TASK DESCRIPTION :: Name every producer credited in the article on the album The Song Is You below.

SELECTION ::
((

Studio album by Jennifer Holliday
- Released: 2014
- Genre: R&B, soul
- Length: 1:02:11
- Label: Shanachie Records
- Producer: Randall Grass, Jennifer Holliday, David Farmer, Daniel Moore, Daniel Moore II, Terrel Sass

Jennifer Holliday chronology
| Goodness & Mercy (2011) | The Song Is You (2014) |  |

= The Song Is You (Jennifer Holliday album) =

The Song Is You is a studio album by American R&B singer Jennifer Holliday, released in 2014 on Sanachie Records. The album reached No. 27 on the Billboard Top R&B/Hip-Hop Albums chart.

Professional ratings
Review scores
| Source | Rating |
| AllMusic |  |
| USA Today |  |

== Critical reception ==
Elysa Gardner of USA Today found, "On her first secular album in more than 20 years, Holliday is in a romantic mood, letting her big, tangy voice tease and soar, then dip to sultry depths."

))

SOURCE EXCERPT ::
((

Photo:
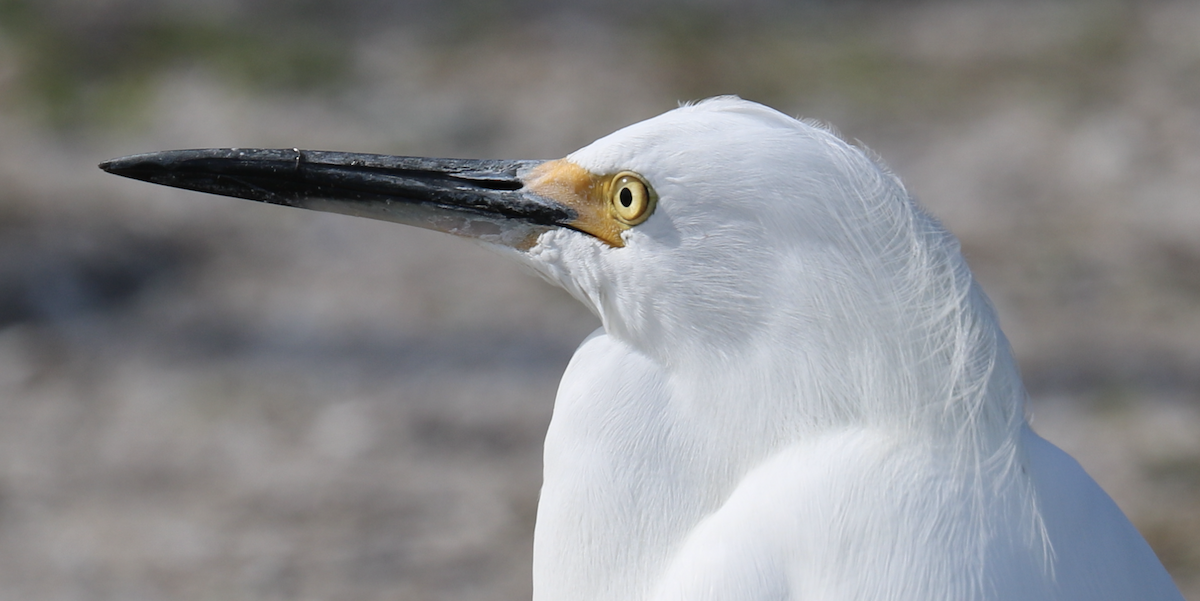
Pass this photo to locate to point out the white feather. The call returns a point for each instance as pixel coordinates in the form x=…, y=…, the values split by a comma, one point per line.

))

COMPLETED EXERCISE :: Randall Grass, Jennifer Holliday, David Farmer, Daniel Moore, Daniel Moore II, Terrel Sass